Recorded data

Begin

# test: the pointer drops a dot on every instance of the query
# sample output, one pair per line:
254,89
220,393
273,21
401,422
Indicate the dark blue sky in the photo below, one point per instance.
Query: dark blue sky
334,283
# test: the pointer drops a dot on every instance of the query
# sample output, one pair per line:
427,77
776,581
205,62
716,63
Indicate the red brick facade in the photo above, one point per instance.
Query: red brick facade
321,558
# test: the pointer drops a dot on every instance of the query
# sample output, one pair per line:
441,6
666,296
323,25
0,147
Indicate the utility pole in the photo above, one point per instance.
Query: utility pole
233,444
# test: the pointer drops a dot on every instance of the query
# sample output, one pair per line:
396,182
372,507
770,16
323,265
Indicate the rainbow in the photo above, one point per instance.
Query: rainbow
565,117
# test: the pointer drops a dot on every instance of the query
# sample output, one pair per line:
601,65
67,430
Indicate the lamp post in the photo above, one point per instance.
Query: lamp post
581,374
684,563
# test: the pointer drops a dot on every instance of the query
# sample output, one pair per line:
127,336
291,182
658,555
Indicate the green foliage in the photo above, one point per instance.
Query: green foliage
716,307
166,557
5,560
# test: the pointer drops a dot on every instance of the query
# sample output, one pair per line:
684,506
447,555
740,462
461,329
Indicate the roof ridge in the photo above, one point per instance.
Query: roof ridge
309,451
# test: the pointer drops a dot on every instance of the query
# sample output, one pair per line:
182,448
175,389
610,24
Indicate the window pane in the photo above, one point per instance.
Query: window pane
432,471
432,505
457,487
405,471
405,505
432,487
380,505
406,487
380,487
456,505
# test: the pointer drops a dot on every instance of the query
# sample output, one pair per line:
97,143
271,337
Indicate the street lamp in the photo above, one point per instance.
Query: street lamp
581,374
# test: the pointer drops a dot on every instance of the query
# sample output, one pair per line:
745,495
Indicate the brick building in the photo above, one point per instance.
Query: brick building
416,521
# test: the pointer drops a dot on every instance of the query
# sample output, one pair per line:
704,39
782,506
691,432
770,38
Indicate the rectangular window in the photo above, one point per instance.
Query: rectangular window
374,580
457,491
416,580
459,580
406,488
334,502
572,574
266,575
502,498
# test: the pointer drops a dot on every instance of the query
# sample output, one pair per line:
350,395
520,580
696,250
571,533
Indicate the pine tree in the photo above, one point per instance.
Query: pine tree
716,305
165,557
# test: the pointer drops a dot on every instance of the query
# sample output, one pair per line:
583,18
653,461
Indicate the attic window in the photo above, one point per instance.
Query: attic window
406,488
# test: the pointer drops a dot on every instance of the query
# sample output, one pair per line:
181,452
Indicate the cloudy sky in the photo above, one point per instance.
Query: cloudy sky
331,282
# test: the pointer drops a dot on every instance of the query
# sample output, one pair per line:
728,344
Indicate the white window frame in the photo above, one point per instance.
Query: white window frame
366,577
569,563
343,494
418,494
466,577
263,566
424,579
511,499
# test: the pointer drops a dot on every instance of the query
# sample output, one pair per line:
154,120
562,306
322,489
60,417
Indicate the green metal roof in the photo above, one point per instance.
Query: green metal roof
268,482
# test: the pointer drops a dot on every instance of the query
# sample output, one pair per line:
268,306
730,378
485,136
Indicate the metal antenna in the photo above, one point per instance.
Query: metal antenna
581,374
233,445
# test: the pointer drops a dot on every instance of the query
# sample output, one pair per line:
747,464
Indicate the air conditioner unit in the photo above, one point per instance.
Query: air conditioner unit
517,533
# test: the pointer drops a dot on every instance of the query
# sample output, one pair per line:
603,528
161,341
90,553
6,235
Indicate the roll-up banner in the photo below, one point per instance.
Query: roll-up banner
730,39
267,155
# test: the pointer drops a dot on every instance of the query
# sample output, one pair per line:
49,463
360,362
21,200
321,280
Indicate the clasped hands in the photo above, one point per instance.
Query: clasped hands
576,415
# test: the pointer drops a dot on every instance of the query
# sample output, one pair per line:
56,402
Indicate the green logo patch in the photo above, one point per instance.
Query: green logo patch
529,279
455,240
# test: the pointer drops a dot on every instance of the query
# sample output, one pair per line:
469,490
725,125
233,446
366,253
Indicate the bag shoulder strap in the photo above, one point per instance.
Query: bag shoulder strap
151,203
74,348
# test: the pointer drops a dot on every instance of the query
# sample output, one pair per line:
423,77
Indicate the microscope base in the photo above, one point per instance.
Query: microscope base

End

* _Task to carry out_:
Identify every line in the recorded data above that contains the string "conditioner", and copy each one out in full.

* _The response_:
Indicate the air conditioner unit in the photo above, one point per instance.
Query: air conditioner unit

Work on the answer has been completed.